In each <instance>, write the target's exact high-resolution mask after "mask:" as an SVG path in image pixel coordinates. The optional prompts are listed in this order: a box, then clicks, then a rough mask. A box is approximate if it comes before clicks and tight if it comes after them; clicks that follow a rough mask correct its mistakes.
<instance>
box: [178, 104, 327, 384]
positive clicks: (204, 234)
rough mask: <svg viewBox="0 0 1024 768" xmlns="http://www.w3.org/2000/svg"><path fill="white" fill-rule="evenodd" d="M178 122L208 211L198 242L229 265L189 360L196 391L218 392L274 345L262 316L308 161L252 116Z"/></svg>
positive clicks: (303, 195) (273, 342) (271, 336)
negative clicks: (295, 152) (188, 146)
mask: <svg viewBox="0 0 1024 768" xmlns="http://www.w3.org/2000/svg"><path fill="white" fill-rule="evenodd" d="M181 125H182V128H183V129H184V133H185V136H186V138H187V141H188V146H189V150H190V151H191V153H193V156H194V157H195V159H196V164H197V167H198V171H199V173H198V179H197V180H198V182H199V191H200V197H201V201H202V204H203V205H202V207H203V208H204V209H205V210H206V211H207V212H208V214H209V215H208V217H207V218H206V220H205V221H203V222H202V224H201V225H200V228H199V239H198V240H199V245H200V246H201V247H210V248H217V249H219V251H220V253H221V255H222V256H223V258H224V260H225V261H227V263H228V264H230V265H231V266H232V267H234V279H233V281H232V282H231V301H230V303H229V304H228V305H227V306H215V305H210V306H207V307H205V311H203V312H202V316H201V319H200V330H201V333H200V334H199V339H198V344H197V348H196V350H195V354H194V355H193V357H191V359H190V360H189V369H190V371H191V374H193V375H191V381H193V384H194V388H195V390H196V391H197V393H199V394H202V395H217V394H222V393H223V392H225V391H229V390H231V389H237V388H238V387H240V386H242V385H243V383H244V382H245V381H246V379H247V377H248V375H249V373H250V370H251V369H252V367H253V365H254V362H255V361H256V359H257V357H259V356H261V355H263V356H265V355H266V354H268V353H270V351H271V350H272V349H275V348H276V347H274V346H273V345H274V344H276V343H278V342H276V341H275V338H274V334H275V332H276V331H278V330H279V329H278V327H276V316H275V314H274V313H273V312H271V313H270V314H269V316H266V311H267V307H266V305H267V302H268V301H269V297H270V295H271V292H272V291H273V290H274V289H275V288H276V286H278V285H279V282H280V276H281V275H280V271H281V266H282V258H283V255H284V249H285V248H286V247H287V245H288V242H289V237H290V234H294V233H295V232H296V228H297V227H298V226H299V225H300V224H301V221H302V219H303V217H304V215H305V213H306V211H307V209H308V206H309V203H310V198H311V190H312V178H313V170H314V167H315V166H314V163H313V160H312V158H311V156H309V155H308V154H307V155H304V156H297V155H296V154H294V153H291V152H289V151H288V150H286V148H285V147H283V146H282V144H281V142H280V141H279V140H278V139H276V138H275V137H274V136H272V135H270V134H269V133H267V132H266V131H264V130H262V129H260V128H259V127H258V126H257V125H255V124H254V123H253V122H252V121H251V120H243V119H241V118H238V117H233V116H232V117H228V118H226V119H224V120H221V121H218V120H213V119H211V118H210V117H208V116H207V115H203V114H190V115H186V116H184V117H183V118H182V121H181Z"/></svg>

---*---

What to do:
Among the entries above, find the line with "rough mask: <svg" and the line with "positive clicks: (303, 195)"; give again exactly these two lines and all lines between them.

Answer area:
rough mask: <svg viewBox="0 0 1024 768" xmlns="http://www.w3.org/2000/svg"><path fill="white" fill-rule="evenodd" d="M178 122L208 211L198 242L229 265L189 360L196 391L218 392L274 345L262 316L308 161L252 116Z"/></svg>
positive clicks: (303, 195) (273, 342) (271, 336)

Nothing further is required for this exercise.